PROBLEM STATEMENT:
Please list each line in the rows below that contains the string "hair". Case counts.
*** RAW DATA ***
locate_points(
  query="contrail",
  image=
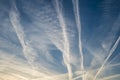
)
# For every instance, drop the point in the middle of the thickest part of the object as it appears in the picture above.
(14, 18)
(78, 22)
(110, 53)
(66, 55)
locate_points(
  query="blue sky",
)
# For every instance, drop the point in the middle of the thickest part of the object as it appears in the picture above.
(59, 40)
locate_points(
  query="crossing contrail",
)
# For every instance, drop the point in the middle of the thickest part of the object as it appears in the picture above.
(110, 53)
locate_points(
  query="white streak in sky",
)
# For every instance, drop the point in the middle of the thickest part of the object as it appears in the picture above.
(14, 18)
(78, 23)
(66, 53)
(110, 53)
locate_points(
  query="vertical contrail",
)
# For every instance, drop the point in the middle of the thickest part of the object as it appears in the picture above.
(78, 23)
(14, 18)
(66, 52)
(110, 53)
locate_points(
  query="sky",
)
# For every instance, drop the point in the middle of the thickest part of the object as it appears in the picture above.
(59, 40)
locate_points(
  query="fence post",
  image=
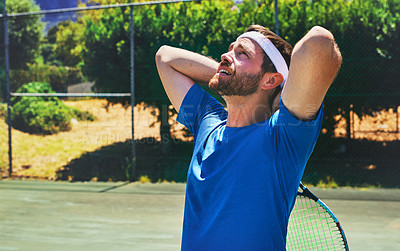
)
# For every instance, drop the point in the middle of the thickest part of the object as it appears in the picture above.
(132, 29)
(7, 68)
(276, 18)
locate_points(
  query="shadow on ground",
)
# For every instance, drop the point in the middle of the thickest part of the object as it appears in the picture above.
(341, 162)
(113, 162)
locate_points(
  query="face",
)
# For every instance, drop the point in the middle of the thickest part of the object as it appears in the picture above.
(239, 72)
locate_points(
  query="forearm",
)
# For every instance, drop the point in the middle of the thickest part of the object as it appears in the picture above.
(195, 66)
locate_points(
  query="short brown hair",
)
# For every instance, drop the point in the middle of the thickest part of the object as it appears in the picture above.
(284, 47)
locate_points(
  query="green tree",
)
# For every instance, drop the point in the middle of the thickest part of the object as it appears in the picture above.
(25, 33)
(68, 43)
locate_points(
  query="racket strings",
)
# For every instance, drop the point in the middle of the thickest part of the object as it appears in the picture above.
(311, 227)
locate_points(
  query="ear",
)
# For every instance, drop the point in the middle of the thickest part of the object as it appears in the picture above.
(271, 80)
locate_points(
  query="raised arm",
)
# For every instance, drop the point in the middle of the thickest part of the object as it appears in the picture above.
(315, 63)
(179, 69)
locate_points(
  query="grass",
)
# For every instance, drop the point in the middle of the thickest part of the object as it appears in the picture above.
(42, 156)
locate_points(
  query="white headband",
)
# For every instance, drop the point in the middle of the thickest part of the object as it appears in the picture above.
(271, 51)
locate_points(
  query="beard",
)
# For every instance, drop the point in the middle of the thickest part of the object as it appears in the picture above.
(236, 85)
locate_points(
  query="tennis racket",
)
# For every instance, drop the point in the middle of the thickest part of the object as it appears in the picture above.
(313, 226)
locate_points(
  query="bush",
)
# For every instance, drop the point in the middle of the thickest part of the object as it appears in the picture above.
(59, 77)
(43, 115)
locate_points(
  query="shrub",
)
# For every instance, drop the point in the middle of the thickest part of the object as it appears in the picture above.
(43, 115)
(59, 77)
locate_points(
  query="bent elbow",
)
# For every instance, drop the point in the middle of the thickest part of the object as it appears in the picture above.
(323, 43)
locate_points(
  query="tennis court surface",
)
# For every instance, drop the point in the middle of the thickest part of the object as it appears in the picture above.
(40, 215)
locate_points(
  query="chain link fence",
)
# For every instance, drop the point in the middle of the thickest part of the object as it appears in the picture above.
(359, 140)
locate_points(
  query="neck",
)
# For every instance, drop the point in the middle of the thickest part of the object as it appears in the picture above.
(244, 111)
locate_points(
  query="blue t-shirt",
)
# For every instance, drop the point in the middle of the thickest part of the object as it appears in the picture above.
(242, 182)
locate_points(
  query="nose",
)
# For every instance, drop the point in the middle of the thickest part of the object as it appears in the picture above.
(227, 57)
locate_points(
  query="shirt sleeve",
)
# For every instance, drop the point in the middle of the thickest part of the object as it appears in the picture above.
(294, 140)
(200, 109)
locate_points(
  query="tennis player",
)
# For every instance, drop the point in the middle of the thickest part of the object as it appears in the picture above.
(248, 161)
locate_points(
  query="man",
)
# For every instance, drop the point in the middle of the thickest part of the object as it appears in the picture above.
(247, 162)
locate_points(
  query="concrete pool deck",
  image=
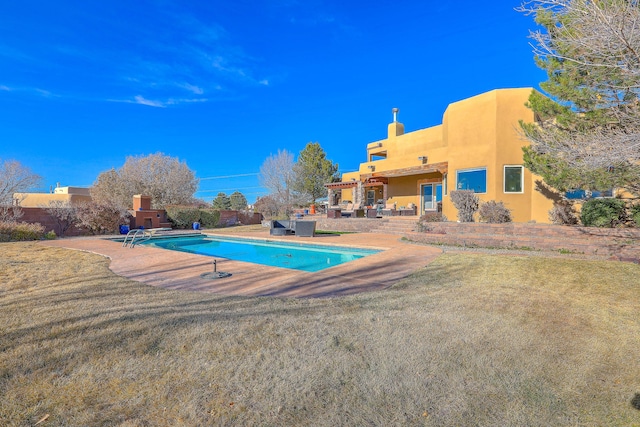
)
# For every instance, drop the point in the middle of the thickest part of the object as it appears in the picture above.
(182, 271)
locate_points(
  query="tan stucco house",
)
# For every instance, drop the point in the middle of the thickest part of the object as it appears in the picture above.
(72, 195)
(477, 147)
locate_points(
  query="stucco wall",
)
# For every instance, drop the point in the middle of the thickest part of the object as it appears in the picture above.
(478, 132)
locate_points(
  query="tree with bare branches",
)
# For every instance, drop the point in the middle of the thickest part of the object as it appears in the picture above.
(166, 179)
(278, 175)
(588, 134)
(15, 178)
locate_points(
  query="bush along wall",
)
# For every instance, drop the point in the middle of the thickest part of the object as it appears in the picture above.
(184, 216)
(603, 213)
(635, 214)
(20, 231)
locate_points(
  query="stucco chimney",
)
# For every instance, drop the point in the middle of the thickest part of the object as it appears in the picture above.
(396, 128)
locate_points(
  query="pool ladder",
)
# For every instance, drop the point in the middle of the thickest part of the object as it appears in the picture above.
(137, 236)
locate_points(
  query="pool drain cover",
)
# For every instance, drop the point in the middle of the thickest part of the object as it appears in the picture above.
(215, 275)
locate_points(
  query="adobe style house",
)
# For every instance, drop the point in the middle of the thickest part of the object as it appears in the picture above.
(477, 147)
(73, 195)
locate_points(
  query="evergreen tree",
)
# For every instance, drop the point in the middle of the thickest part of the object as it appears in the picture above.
(237, 201)
(221, 202)
(313, 170)
(587, 132)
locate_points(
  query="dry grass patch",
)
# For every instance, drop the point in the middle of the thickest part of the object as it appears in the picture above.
(468, 340)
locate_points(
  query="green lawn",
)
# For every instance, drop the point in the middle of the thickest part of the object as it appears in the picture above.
(470, 339)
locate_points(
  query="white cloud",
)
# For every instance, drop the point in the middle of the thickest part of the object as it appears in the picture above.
(143, 101)
(192, 88)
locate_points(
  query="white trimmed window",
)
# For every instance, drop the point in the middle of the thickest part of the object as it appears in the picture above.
(513, 179)
(472, 179)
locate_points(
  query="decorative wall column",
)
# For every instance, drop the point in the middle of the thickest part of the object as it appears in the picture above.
(330, 196)
(360, 194)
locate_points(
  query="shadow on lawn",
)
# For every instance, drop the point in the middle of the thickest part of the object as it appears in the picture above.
(635, 402)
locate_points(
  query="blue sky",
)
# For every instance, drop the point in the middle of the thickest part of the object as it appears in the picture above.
(222, 85)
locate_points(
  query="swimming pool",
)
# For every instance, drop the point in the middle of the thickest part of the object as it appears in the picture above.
(296, 256)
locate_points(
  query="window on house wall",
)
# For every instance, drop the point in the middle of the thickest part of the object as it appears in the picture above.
(513, 179)
(472, 179)
(444, 184)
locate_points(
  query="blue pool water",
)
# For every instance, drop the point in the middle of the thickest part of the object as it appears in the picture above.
(295, 256)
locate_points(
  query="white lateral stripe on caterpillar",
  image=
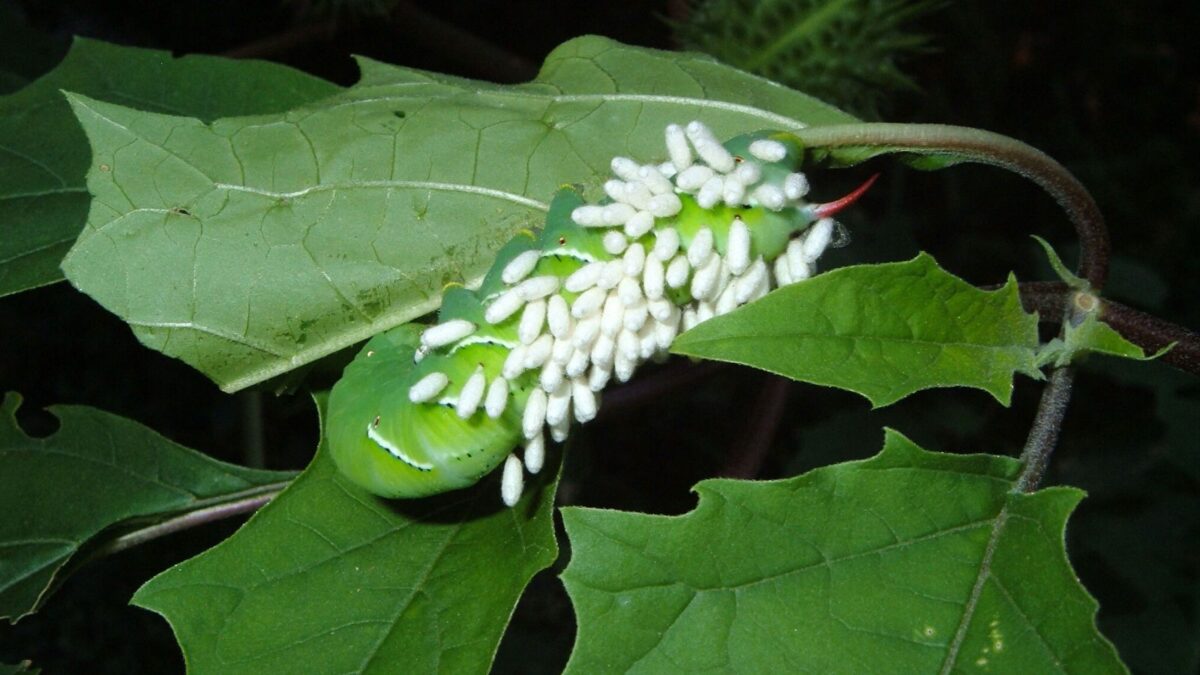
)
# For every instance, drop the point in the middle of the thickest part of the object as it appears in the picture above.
(675, 244)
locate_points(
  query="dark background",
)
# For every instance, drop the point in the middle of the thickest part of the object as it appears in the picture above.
(1110, 88)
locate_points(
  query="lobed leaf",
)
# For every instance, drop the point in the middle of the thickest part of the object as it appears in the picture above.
(251, 246)
(1091, 335)
(883, 330)
(60, 494)
(330, 579)
(43, 151)
(911, 560)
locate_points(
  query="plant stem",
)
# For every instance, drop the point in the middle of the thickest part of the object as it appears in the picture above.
(754, 443)
(246, 501)
(984, 147)
(1044, 434)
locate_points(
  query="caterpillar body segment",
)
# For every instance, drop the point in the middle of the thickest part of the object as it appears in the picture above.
(599, 290)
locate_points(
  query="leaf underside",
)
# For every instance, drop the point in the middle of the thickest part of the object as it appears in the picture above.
(330, 579)
(99, 470)
(911, 561)
(251, 246)
(43, 151)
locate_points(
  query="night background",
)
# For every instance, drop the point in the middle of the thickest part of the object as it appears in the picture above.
(1111, 89)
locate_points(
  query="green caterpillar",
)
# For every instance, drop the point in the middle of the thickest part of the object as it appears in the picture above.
(600, 290)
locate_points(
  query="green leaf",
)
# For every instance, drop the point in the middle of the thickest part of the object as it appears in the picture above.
(1092, 335)
(99, 470)
(330, 579)
(251, 246)
(1061, 269)
(45, 155)
(881, 330)
(910, 561)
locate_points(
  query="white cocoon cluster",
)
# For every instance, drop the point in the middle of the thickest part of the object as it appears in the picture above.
(472, 394)
(427, 387)
(623, 312)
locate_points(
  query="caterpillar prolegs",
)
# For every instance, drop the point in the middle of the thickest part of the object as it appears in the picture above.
(599, 291)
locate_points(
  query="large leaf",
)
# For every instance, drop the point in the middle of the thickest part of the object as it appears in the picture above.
(331, 579)
(907, 562)
(251, 246)
(99, 470)
(43, 151)
(881, 330)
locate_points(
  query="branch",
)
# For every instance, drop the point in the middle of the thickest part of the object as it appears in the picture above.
(759, 431)
(1050, 299)
(984, 147)
(238, 503)
(1044, 434)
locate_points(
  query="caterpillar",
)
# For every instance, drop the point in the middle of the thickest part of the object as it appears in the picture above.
(597, 292)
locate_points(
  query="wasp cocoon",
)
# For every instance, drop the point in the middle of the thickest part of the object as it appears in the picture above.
(427, 387)
(511, 482)
(685, 232)
(447, 333)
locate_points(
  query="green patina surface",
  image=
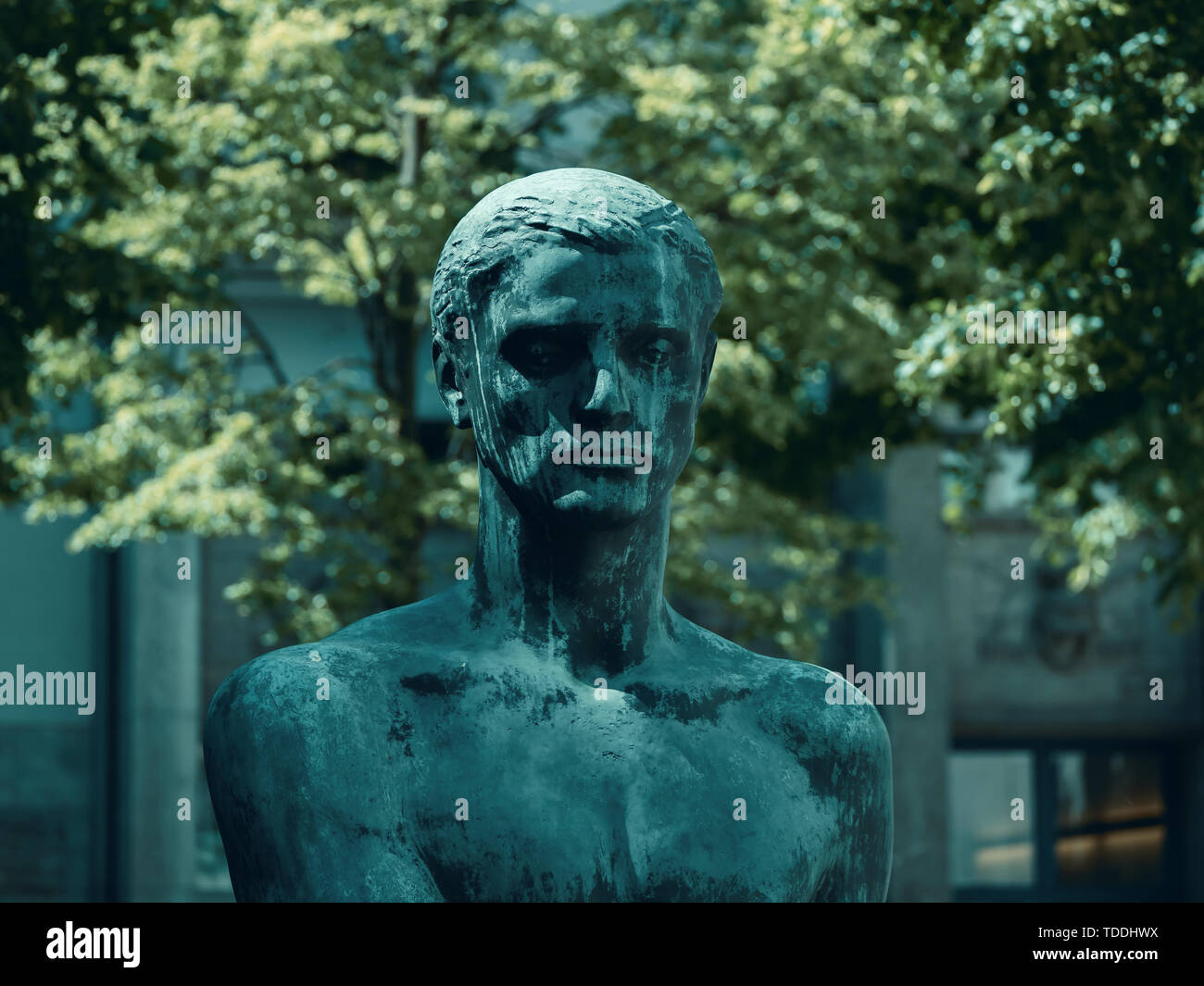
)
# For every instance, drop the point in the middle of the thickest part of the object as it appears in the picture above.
(550, 729)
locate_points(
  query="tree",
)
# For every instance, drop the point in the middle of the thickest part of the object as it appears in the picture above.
(862, 171)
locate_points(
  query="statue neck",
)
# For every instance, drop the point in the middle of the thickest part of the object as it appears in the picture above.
(591, 600)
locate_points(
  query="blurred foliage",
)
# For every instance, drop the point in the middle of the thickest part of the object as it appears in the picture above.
(855, 324)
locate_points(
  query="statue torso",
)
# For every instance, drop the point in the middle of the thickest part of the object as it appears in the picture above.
(707, 773)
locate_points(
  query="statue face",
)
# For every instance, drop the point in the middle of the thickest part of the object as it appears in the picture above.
(606, 342)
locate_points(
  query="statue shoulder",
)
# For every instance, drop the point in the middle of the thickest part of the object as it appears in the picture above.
(842, 742)
(821, 710)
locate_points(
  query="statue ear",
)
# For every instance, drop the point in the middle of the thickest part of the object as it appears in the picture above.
(709, 361)
(448, 381)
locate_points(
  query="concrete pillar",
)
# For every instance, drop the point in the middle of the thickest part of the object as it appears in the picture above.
(159, 718)
(916, 640)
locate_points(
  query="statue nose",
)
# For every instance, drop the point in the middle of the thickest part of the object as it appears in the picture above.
(607, 402)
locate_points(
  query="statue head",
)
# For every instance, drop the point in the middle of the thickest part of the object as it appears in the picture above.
(574, 304)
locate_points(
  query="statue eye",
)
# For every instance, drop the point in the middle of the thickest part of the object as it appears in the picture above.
(534, 352)
(660, 347)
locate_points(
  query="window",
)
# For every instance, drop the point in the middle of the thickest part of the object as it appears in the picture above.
(1096, 822)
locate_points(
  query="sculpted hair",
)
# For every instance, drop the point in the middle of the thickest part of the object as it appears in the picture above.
(591, 208)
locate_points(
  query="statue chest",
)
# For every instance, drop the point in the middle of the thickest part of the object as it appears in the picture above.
(583, 802)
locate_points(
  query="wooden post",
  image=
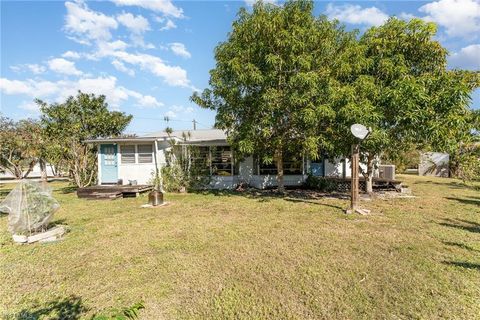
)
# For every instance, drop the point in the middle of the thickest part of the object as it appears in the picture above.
(354, 186)
(355, 182)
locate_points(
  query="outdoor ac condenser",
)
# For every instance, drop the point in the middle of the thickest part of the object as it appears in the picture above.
(386, 171)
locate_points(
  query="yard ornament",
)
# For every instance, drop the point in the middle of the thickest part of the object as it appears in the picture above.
(30, 207)
(360, 132)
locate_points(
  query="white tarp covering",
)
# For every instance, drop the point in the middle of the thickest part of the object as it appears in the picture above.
(30, 207)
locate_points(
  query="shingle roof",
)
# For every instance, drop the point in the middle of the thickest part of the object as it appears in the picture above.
(192, 135)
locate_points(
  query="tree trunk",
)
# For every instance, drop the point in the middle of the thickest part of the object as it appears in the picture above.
(369, 175)
(30, 168)
(43, 169)
(279, 162)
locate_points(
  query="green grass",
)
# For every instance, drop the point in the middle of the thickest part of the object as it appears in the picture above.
(244, 256)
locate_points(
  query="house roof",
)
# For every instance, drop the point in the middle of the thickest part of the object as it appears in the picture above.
(191, 136)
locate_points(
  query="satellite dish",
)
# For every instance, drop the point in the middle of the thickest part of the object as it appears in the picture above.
(359, 131)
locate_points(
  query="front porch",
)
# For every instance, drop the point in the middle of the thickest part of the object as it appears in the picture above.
(110, 192)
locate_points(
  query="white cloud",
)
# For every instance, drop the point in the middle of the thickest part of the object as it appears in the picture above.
(250, 3)
(29, 106)
(355, 14)
(136, 24)
(63, 66)
(121, 67)
(467, 58)
(146, 101)
(168, 25)
(58, 91)
(406, 16)
(33, 68)
(71, 55)
(162, 6)
(170, 114)
(85, 25)
(180, 50)
(172, 75)
(177, 110)
(14, 86)
(36, 69)
(459, 17)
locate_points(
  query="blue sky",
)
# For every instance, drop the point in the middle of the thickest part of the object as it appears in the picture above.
(148, 56)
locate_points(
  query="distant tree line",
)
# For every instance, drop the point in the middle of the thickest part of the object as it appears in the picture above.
(286, 81)
(57, 138)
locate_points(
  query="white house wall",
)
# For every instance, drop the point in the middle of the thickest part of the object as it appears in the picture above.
(143, 172)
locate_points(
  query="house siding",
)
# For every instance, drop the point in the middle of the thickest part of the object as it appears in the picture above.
(143, 172)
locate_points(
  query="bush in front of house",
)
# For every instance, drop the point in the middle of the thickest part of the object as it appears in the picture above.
(320, 183)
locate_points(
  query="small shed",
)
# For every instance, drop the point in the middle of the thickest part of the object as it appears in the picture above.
(434, 164)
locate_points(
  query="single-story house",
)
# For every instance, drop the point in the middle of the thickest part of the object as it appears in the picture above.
(131, 159)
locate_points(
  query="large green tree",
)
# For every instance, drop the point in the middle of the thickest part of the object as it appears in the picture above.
(67, 125)
(20, 146)
(404, 92)
(271, 83)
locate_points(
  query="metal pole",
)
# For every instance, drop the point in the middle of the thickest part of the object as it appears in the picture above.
(354, 186)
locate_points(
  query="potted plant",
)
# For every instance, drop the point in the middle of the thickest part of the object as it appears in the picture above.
(155, 197)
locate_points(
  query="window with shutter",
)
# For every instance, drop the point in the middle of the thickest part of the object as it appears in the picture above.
(128, 154)
(145, 153)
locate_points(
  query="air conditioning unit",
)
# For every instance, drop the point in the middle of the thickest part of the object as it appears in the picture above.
(386, 171)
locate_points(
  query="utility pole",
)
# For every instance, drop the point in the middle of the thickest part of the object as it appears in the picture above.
(360, 133)
(355, 180)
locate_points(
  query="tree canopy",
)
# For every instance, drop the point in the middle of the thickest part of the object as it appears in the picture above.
(67, 125)
(286, 81)
(271, 83)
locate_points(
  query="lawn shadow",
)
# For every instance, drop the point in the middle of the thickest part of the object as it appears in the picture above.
(452, 184)
(69, 308)
(68, 189)
(464, 264)
(4, 193)
(267, 194)
(56, 222)
(291, 195)
(470, 200)
(462, 225)
(460, 245)
(313, 202)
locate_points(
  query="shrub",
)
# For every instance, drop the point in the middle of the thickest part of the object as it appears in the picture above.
(320, 183)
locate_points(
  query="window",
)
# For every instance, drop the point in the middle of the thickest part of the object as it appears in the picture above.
(214, 160)
(292, 165)
(221, 161)
(145, 154)
(128, 154)
(200, 159)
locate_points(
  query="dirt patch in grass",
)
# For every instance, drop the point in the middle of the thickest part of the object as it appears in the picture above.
(220, 255)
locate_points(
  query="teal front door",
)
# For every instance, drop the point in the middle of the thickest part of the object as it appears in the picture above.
(318, 168)
(109, 165)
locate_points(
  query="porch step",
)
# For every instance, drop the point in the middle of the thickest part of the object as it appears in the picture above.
(112, 192)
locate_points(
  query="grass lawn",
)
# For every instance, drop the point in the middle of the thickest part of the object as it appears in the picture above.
(237, 255)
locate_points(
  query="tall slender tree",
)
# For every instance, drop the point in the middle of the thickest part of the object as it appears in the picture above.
(404, 92)
(271, 83)
(79, 118)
***
REPLY TO THE TASK:
  query="short brown hair",
  query="sculpted hair",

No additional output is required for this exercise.